Instrucciones de la tarea >> Filtra las filas de abajo y copia cada una que contenga la palabra "stone". Las mayúsculas y minúsculas cuentan.

Datos de entrada >>
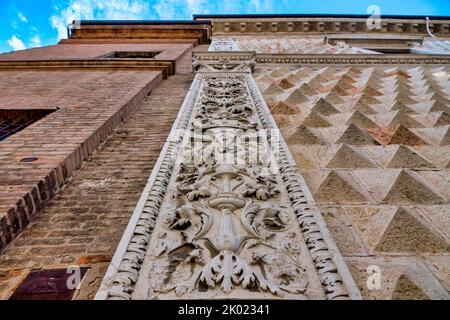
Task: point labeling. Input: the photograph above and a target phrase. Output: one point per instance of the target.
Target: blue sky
(31, 23)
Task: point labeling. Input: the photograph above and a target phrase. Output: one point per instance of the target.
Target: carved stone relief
(229, 220)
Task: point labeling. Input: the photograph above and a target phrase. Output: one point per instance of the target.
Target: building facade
(228, 157)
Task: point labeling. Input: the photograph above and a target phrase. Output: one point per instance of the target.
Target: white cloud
(22, 17)
(98, 9)
(35, 41)
(16, 43)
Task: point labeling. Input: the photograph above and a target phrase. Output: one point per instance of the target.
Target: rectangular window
(55, 284)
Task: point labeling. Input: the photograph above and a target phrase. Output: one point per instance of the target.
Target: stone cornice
(166, 67)
(219, 61)
(320, 59)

Respuesta a la tarea >>
Target: carved stone relief
Target: stone cornice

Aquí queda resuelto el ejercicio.